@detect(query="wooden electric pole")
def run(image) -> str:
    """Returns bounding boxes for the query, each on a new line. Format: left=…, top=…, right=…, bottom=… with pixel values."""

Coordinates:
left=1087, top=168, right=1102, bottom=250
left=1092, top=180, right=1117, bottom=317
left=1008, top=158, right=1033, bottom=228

** What the exercise asks **
Copy the records above, replacing "wooden electric pole" with "utility pole" and keeping everything else the same.

** Answer below **
@detect(query="utility pole")
def run(image) -> str:
    """Returns bounding boxes for the query, each on a new line. Format: left=…, top=…, right=…, bottom=… with pixel values."""

Coordinates:
left=1087, top=168, right=1102, bottom=250
left=1092, top=180, right=1117, bottom=317
left=1008, top=158, right=1033, bottom=228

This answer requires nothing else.